[Items from a dataset]
__________________________________________________

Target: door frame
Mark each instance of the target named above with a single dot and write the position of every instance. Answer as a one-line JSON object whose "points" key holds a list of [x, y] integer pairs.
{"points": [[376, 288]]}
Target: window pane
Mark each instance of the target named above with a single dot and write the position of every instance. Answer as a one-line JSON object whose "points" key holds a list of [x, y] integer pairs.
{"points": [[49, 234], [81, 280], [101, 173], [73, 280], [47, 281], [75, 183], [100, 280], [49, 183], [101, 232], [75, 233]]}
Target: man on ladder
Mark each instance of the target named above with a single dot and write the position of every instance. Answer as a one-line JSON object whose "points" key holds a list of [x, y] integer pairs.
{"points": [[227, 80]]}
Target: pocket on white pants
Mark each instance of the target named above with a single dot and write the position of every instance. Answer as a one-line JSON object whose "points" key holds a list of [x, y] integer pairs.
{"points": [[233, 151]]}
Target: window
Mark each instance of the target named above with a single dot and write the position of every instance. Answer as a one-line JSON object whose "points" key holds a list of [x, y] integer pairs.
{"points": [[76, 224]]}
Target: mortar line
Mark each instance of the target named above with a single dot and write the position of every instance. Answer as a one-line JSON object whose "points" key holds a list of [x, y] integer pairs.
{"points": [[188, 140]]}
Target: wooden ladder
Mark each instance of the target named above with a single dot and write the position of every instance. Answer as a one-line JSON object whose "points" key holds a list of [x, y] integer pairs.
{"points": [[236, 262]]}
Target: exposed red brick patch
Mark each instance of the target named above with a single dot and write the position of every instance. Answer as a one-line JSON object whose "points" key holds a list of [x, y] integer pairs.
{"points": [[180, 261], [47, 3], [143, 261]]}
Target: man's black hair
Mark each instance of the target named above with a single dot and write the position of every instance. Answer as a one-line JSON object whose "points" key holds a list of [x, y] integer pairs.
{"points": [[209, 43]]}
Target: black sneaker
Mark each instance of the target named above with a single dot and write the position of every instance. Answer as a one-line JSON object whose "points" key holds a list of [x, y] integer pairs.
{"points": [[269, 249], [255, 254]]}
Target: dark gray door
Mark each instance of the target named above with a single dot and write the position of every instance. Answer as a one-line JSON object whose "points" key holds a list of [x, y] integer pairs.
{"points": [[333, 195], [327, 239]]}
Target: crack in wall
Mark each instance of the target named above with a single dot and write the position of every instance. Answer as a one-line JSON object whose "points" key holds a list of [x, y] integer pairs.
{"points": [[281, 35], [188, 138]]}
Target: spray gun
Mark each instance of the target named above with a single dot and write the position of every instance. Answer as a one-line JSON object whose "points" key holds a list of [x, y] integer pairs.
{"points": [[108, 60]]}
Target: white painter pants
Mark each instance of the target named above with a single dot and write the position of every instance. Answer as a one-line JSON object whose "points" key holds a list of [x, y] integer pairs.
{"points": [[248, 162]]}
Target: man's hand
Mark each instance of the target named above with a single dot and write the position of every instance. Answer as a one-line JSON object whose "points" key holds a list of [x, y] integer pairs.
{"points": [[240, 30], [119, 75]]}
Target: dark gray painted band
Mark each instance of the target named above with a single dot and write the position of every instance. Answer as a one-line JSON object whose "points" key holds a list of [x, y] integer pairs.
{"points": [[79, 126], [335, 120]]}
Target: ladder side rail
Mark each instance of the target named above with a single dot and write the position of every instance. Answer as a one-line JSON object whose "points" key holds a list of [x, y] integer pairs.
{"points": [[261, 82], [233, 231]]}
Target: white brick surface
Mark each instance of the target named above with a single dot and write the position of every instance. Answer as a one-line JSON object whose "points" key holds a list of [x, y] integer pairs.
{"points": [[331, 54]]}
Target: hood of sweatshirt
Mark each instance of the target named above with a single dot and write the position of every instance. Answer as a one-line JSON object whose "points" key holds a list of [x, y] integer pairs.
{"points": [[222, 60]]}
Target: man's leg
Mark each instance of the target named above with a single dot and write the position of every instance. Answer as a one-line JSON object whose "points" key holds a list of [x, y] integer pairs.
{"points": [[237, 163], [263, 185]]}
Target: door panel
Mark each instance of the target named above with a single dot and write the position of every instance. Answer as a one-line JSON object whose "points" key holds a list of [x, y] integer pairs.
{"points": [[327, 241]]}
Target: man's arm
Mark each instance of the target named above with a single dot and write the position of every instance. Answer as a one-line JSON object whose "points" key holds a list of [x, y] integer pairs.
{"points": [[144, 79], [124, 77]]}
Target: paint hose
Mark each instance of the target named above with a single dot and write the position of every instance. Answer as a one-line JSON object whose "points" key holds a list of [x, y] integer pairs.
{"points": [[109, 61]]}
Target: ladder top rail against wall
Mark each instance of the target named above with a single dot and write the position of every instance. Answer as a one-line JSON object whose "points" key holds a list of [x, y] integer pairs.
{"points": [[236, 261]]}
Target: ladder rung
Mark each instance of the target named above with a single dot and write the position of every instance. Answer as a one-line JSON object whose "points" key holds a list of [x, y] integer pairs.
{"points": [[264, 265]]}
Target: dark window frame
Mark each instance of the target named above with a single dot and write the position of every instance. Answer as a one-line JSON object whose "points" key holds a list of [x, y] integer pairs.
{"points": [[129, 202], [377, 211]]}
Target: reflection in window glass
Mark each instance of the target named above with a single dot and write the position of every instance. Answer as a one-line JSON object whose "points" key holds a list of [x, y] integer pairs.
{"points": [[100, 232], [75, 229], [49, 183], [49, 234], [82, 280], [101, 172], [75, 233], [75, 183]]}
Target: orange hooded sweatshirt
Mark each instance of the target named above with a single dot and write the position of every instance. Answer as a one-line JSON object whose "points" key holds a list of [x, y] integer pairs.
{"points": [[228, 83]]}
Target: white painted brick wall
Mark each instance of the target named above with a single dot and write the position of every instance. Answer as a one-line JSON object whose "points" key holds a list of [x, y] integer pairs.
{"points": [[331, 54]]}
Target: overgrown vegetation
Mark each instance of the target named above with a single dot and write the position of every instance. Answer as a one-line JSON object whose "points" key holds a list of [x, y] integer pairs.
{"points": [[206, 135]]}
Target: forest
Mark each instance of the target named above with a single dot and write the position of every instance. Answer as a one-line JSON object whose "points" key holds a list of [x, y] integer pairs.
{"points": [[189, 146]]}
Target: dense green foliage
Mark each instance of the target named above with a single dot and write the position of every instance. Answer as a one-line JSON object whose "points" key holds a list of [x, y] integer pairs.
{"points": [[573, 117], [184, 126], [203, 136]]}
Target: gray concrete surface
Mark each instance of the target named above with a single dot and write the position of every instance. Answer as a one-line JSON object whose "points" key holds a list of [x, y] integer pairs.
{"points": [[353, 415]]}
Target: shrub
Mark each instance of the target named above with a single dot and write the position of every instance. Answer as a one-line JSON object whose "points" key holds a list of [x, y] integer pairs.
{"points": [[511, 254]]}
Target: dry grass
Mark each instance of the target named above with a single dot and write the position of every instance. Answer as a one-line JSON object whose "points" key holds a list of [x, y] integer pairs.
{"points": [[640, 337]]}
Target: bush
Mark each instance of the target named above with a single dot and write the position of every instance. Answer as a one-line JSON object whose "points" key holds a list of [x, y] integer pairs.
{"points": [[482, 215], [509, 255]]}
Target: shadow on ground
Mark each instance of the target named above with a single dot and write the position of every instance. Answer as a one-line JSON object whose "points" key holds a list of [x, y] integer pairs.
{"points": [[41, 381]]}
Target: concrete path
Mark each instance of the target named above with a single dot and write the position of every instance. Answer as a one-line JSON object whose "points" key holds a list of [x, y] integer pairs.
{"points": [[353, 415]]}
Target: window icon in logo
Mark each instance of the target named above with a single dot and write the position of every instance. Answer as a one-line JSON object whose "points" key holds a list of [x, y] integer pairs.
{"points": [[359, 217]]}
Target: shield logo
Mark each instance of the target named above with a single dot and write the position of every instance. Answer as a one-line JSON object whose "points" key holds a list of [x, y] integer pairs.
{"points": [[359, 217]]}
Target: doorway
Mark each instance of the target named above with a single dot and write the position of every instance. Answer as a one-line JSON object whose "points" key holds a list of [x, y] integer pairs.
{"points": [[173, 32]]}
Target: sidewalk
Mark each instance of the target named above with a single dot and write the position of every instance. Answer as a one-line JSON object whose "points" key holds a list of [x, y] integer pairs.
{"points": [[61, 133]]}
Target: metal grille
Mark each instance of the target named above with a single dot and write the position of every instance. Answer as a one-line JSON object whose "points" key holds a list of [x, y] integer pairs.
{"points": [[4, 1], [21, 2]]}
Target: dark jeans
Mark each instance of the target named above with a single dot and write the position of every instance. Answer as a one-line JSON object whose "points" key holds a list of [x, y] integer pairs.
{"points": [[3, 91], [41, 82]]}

__________________________________________________

**The request**:
Beginning at the line that holds "Target: concrete path", write out word for word each line through the end of the records.

**Task output**:
Target: concrete path
Mark each instance of the target named above with a single dot and write the position of every instance. Answer as a one-line JSON object whose "points" key holds a list of [x, y] integer pairs.
{"points": [[353, 415]]}
Target: window icon in logo
Mark each instance of the target named above with a single dot and write the position of every instance. Answer as a one-line JSON object whose "points" key holds a list of [x, y] integer pairs.
{"points": [[359, 217]]}
Target: shield logo
Mark each instance of the target named above with a single dot and write the position of every instance. Answer as a one-line JSON object whose "points" key holds a list of [x, y] integer pairs.
{"points": [[359, 217]]}
Target: doorway
Mark each instance of the target named above with a single dot and write the position of every instance. Answer as a one-line JSON object whose "points" key holds a list of [x, y] integer pairs.
{"points": [[173, 32]]}
Target: sidewalk
Mark each instance of the target named above with a single dot and write the position of every instance. Answer as a one-line JSON object whose "points" key holds a list of [x, y] integer pairs.
{"points": [[61, 133]]}
Target: metal grille
Mark each instance of the target named above with a single dot and write the position of every instance. Answer as a one-line JSON object whose "points" key holds a list of [x, y] integer pairs.
{"points": [[4, 1], [21, 2]]}
Target: dark jeans
Mark each instance of the target named above with a single dot and write the position of every instance. Answer as a one-line JSON object whose "points" key holds a list of [x, y] integer pairs.
{"points": [[3, 91], [41, 82]]}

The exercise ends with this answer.